Direction:
Please write out all of the material below again, line for line, leaving out the pictures.

begin Records for this exercise

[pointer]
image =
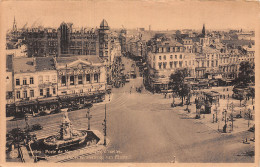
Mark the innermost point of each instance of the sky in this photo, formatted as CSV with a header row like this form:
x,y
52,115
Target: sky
x,y
161,15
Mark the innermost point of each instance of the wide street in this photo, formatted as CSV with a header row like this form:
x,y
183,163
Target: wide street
x,y
142,127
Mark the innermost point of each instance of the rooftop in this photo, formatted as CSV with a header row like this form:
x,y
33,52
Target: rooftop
x,y
23,65
44,63
93,59
104,24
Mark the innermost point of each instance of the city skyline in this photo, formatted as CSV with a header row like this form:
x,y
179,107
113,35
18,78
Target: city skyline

end Records for this exercise

Solution for this problem:
[pointer]
image =
Mark the innermost point of each instance of the sky in this photo, formatted as CSV with a header row like this form:
x,y
52,115
Target: sky
x,y
161,15
Mark the innermost point of each instance of the wide street in this photo, formatted as CSV with a header row like this form:
x,y
183,163
Target: wide street
x,y
142,127
Mark the innermost point of each instance of the rooftop in this photo, formatted as CSV with a header row like this form:
x,y
33,52
Target: rooftop
x,y
23,65
44,63
93,59
104,24
Mark the innermost point of each instance of the city skyline in this photo, formatted as CSV with a header row like this form:
x,y
179,107
113,35
18,78
Target: city skyline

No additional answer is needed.